PAGE EXCERPT:
□ □ □ □ □

Phase 2: Variant Selection (Ranking)

Process: The best-performing model(s) identified in Phase 1 are applied to a large in silico library of variants (e.g., all single-point mutants).
Output: Variants are ranked based on the selected model's scores.
Strategy: Users can employ a "greedy Top K" selection or combine rankings from multiple high-performing models (e.g., one sequence-based, one structure-based) with expert domain knowledge to nominate candidates for experimental validation.

3. Key Contributions

Novel Framework: PRIZM bridges the gap between supervised and zero-shot learning by using small datasets to inform the selection of foundation models, eliminating the need for model retraining.
Data Efficiency: Demonstrates that reliable model selection is possible with as few as 20 labeled variants, with ~50 variants generally sufficient to reach performance plateaus.
Model Agnosticism: The workflow is not limited to a specific model architecture; it can incorporate any newly released zero-shot model, currently supporting 25 models from the ProteinGym suite.
Accessibility: Designed to be accessible to non-ML experts, requiring minimal computational setup and no specialized machine learning knowledge.

4. Results

Benchmark Validation

Dataset: Validated across 10 diverse Deep Mutational Scanning (DMS) datasets covering properties like thermostability, enzyme activity, receptor binding, and fluorescence.
Performance: PRIZM consistently distinguished between high- and low-performing models with a large effect size (Cohen's $d > 0.5$ ) using only 20 variants.

□ □ □ □ □

ENTRIES PROVIDED:
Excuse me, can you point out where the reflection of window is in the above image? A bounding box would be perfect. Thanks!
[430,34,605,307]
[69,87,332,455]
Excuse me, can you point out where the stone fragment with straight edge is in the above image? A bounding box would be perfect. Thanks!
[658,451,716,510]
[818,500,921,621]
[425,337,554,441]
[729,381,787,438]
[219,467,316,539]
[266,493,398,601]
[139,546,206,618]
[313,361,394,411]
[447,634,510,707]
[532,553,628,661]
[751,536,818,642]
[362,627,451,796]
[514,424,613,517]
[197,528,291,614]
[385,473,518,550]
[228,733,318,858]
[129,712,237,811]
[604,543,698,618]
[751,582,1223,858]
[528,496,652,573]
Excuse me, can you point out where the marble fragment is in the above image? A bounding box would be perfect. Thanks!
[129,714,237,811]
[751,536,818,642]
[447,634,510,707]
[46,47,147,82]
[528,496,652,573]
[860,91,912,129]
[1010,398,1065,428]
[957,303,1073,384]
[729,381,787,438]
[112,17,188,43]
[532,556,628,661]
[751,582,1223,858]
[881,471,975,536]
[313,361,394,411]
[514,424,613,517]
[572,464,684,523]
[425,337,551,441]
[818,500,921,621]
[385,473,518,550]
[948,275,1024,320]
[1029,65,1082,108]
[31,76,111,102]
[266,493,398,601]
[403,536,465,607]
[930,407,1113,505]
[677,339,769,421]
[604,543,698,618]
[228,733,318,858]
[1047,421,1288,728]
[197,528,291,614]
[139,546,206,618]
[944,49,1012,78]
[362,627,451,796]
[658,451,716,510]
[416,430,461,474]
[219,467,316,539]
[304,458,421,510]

□ □ □ □ □

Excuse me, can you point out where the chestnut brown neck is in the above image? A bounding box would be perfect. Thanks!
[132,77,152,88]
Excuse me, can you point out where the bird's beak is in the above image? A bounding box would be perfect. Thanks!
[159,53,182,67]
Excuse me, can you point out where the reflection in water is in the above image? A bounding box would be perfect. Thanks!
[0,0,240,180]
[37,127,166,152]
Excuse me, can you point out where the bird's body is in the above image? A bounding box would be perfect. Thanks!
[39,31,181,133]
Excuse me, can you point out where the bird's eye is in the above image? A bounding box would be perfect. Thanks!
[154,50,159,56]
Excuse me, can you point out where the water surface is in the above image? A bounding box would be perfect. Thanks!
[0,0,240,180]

□ □ □ □ □

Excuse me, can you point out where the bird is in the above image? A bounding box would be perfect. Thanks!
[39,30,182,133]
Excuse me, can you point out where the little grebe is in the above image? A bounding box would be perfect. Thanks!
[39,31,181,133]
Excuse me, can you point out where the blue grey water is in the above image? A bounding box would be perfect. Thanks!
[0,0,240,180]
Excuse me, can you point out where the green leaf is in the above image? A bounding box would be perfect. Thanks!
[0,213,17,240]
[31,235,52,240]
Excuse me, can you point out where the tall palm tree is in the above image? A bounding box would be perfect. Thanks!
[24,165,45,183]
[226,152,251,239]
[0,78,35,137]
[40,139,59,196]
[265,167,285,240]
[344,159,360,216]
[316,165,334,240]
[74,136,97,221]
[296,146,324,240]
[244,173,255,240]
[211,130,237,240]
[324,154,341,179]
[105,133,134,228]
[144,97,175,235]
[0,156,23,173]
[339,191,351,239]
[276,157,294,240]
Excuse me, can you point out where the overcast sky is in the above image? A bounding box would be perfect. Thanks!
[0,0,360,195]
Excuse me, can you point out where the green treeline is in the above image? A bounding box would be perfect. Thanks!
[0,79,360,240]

□ □ □ □ □

TASK SET:
a - According to the PRIZM summary, why does the framework not require model retraining? Answer in one to three sentences.
b - In the PRIZM summary, how many labeled variants are generally sufficient to reach performance plateaus?
c - Carry on the PRIZM summary from the point where it stops.

TASK-BY-TASK OUTPUTS:
a - PRIZM uses small datasets only to inform the selection of foundation models. It does not use them to train those models, so retraining is not needed.

b - About 50 variants.

c -
Convergence: Using ~50 variants allowed PRIZM to identify models that performed nearly as well as the global best model on the full dataset.
Comparison: PRIZM outperformed the consensus approach by Hie et al. (which requires multiple models to agree) in 6 out of 10 benchmarks. Unlike consensus methods, PRIZM always provides a ranked library, avoiding the "no candidates" failure mode.

Case Study 1: Sucrose Synthase (GmSuSy) Thermostability

Context: Used an existing dataset of 68 variants from a previous rational engineering campaign.
Outcome: PRIZM identified Tranception No Retrieval, MIFST, and MSA Transformer as top models.
Validation: Selected two new variants (L731E and F468I).
- F468I showed a ~3.0°C increase in apparent melting temperature ( $T_{m,app}$ ) and retained >60% activity at 60°C (vs. ~23% for WT).
- Achieved a 60% hit rate for variants with improved stability.

Case Study 2: Glycosyltransferase (TOGT1_1) Activity

Context: An extremely low-N setting using only 8 variants from a prior rational design campaign.
Outcome: VenusREM (integrating sequence, structure, and MSA) was selected as the top model.
Validation: Guided by VenusREM mutational landscapes and expert curation, 7 new variants were tested.
- Identified variants G401F and G401I with ~20% higher relative activity compared to WT.
- Achieved a 60% hit rate for improved activity.
- Notably, the best variants were located in coil-rich regions distant from the active site, which would likely be missed by traditional rational design.

5. Significance and Future Outlook

Paradigm Shift: PRIZM offers a "data-efficient" route to leverage foundation models, allowing researchers to repurpose existing low-throughput datasets for new design cycles without generating new training data.
Limitations & Future Work:
- Epistasis: Performance drops when predicting double mutants, as zero-shot models struggle with non-additive (epistatic) effects.
- Context-Specific Properties: The framework struggles with properties not encoded in evolutionary history (e.g., synthetic inhibitor resistance), as zero-shot models rely on natural sequence constraints.
- Integration: The authors suggest integrating PRIZM into supervised pipelines (e.g., using the selected model's embeddings as features for EVOLVEpro) or combining it with Bayesian optimization to handle uncertainty.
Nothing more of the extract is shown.